> BLOK TEKS
Pernah merasa sangat kesulitan untuk menjelaskan yang kamu rasakan? Mungkin lagi merasa capek, jenuh, terharu, marah, bahagia, tapi tidak ada cara yang benar-benar tepat untuk mengungkapkannya. Seolah kata-kata dan bahasa apapun terlalu sempit untuk menampung kompleksnya emosi dan pikiranmu. Semakin dijelaskan, semakin terasa jauh dari kata yang tepat.
Atau pernah berpikir, kenapa dua orang bisa membaca teks yang sama tapi menangkap makna yang berbeda? Misalnya, mungkin kamu membaca tulisan A dan merasa kamu ‘sudah mengerti’ pesannya, tapi temanmu justru menangkap makna yang berbeda 180 derajat dan berlawanan. Kenapa bisa, ya?
Nah, kalau kamu juga sering bergumul pertanyaan-pertanyaan ini, kemungkinan besar kamu akan tertarik untuk berdiri di gerbang pemikiran poststrukturalisme; sebuah cara pandang yang menggugat kepercayaan bahwa makna itu pasti dan bahasa bisa benar-benar mewakili realitas. Ugh, sounds heavy! Sebenarnya, apa itu poststrukturalisme?
Apa Itu Poststrukturalisme?

Sederhananya, poststrukturalisme adalah sebuah gerakan pemikiran yang muncul sebagai kritik dan perluasan dari strukturalisme. Kalau strukturalisme yakin bahwa segala hal punya ‘pola tetap’ yang bisa dibaca, poststrukturalisme justru datang untuk mengatakan: “It’s not that simple”.

> BARIS DATA
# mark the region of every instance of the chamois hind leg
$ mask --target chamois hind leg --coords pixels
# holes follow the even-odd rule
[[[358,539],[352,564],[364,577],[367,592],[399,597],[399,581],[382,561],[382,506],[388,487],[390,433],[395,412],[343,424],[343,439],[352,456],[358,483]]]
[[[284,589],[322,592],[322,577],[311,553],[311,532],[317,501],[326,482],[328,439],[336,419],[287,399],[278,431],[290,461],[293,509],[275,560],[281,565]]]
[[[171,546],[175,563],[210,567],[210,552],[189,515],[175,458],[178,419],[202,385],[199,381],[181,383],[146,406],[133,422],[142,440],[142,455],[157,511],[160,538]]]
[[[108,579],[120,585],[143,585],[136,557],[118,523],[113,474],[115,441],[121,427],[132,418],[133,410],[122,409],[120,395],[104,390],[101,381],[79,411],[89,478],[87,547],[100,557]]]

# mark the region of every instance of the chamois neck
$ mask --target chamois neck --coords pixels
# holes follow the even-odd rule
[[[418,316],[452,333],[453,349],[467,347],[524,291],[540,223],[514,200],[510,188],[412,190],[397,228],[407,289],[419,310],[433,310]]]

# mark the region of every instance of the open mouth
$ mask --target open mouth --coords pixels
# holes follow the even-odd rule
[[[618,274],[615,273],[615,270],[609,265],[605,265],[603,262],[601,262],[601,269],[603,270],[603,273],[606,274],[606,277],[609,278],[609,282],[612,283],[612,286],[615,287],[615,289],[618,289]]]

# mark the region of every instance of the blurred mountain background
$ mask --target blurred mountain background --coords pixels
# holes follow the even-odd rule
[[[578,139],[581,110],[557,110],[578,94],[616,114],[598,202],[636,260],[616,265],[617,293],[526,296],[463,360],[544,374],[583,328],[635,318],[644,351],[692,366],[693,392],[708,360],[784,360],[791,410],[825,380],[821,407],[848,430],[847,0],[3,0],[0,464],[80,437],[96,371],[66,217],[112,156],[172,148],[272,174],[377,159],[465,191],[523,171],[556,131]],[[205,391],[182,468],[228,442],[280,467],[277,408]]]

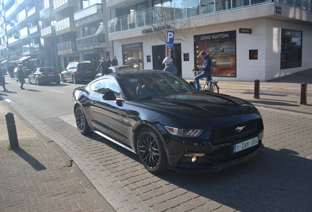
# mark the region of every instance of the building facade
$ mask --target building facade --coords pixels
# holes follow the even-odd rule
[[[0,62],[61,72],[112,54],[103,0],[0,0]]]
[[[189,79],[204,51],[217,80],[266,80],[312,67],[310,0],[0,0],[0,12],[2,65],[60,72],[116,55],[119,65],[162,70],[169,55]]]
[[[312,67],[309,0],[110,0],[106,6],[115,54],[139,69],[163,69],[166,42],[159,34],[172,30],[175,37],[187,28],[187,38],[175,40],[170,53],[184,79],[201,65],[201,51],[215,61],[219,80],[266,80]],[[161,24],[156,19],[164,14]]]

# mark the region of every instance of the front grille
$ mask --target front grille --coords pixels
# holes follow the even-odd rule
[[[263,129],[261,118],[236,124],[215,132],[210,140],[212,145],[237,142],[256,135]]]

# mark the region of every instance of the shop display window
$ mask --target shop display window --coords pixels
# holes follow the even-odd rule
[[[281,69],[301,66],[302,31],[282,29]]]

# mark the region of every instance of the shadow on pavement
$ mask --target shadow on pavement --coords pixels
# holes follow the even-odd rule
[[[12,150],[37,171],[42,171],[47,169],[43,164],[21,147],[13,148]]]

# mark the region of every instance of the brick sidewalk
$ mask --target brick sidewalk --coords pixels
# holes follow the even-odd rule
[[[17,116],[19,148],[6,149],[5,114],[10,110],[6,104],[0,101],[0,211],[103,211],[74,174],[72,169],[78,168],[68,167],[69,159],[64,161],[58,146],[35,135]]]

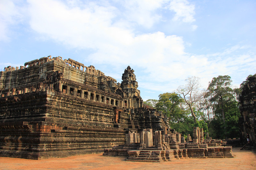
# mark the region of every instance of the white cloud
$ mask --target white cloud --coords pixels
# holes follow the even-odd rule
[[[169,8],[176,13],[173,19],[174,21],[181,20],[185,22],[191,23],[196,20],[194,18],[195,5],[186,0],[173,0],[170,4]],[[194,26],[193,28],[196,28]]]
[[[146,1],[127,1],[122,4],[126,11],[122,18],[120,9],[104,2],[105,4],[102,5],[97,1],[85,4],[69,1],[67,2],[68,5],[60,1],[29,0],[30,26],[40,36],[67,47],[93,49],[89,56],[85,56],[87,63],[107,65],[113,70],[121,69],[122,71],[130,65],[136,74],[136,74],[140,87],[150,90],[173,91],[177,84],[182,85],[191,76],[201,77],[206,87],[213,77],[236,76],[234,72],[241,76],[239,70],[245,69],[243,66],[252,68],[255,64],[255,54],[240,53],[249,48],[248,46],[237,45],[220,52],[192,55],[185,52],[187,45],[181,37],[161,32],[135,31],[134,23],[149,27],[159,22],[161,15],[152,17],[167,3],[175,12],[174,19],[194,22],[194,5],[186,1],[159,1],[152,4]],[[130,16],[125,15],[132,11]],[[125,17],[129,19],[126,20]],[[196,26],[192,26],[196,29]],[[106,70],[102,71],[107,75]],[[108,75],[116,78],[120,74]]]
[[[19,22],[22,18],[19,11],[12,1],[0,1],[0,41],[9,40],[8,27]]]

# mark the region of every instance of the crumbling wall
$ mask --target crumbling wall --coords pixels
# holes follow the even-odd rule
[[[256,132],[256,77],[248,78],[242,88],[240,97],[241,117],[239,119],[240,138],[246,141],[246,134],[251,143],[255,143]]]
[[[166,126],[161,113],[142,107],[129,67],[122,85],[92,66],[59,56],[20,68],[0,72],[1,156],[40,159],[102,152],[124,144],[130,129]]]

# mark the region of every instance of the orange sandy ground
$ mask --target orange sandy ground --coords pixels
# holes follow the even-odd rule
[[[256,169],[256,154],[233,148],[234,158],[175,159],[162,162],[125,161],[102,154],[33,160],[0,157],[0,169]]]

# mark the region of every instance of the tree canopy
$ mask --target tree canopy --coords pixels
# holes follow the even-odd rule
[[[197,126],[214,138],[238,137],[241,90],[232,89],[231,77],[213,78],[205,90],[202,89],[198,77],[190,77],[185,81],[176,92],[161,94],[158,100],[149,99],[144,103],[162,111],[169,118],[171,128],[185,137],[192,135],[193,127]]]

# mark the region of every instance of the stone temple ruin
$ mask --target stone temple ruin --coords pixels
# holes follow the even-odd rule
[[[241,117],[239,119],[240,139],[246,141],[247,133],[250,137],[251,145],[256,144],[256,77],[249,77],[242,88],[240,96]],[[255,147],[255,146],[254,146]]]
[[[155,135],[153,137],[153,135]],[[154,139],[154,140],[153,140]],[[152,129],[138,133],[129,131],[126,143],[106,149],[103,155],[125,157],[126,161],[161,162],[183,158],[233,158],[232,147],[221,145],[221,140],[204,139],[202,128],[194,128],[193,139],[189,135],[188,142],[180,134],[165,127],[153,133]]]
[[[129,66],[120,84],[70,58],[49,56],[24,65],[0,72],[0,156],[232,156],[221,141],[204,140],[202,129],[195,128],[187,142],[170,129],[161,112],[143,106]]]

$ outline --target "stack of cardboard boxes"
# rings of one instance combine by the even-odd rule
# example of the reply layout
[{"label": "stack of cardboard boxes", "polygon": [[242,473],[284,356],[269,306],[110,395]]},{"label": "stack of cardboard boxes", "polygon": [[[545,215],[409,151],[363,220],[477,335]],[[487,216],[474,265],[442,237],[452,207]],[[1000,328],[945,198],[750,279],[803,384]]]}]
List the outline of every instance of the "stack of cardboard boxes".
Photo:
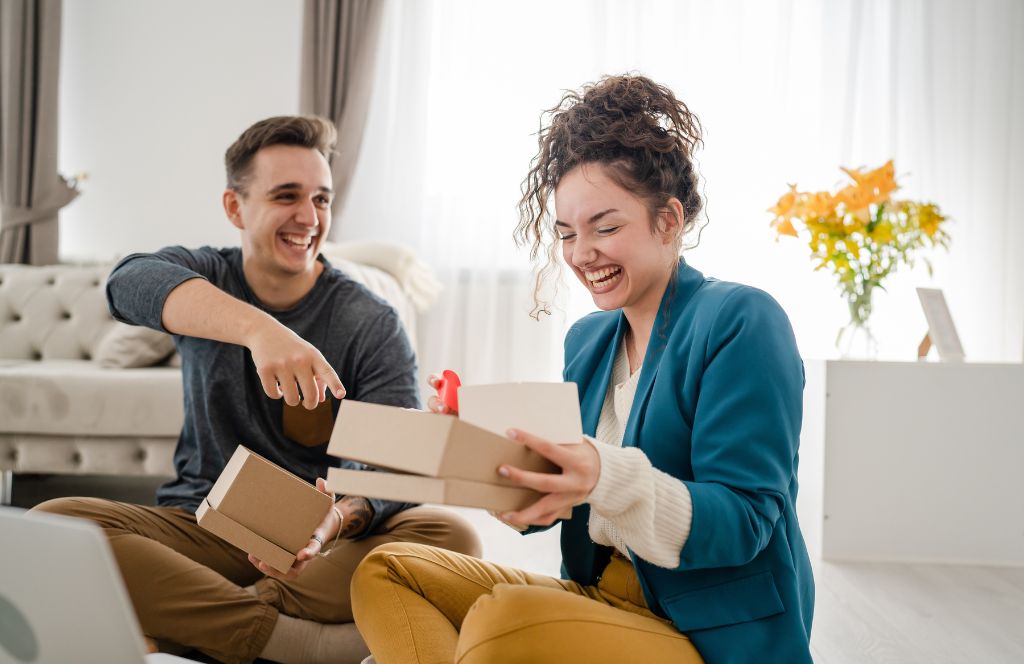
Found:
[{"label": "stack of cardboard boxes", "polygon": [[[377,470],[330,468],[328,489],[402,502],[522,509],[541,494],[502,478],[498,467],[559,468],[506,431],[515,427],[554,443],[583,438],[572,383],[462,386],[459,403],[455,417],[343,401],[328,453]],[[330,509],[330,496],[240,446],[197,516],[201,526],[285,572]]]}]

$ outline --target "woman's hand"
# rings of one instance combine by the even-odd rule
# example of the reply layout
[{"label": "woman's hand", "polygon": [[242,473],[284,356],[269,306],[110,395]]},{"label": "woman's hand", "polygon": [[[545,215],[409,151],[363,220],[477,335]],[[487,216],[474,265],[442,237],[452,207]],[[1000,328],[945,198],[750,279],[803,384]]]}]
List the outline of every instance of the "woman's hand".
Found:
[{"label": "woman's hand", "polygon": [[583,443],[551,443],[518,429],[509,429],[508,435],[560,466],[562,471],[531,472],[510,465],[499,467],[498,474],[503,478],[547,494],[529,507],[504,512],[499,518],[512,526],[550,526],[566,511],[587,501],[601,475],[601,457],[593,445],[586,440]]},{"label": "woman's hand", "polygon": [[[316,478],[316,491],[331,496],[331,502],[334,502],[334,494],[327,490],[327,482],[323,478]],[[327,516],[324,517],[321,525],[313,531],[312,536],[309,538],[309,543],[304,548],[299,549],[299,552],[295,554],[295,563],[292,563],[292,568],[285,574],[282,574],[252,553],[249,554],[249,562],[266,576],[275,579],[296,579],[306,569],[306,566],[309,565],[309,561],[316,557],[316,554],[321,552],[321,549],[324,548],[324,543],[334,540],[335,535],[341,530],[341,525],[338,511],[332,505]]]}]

==

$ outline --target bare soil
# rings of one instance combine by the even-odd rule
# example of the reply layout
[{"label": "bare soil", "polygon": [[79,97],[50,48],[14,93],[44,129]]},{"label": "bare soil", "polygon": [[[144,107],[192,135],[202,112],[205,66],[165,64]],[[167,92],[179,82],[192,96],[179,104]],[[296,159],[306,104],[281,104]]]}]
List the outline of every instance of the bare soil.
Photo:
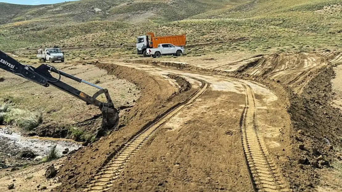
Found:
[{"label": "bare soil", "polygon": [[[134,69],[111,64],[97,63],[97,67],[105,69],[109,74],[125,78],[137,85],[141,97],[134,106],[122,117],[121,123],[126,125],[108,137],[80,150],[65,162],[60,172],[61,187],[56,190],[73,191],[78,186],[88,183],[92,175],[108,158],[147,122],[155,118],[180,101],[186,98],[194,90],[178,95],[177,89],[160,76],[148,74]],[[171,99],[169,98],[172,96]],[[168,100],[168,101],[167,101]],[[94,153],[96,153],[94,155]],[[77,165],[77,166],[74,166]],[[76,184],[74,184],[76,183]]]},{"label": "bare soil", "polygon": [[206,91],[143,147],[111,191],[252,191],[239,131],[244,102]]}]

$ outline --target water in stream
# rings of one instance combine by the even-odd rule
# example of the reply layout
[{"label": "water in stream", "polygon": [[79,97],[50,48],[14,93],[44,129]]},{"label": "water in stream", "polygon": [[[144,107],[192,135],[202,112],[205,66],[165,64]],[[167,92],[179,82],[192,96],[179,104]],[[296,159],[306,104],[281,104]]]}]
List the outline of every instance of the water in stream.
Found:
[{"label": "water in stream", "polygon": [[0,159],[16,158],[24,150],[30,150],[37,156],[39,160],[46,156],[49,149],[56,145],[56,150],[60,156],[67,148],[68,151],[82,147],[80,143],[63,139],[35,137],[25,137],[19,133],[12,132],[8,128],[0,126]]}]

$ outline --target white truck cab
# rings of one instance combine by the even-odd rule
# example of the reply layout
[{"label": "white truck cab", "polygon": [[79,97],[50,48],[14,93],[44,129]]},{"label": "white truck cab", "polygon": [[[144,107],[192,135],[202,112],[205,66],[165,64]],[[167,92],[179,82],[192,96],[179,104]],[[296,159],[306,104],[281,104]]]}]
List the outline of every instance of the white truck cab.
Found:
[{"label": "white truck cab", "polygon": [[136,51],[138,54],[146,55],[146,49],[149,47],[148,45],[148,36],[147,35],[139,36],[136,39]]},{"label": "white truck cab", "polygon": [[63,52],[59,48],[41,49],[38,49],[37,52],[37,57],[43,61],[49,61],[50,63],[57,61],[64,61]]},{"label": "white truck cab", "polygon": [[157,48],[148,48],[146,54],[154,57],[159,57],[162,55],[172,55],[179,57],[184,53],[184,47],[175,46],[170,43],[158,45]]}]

> PERSYARATAN TUGAS
Sebutkan gerakan pemikiran yang dikritik dan diperluas oleh poststrukturalisme menurut teks tentang poststrukturalisme.

> JAWABAN TERTULIS
Strukturalisme.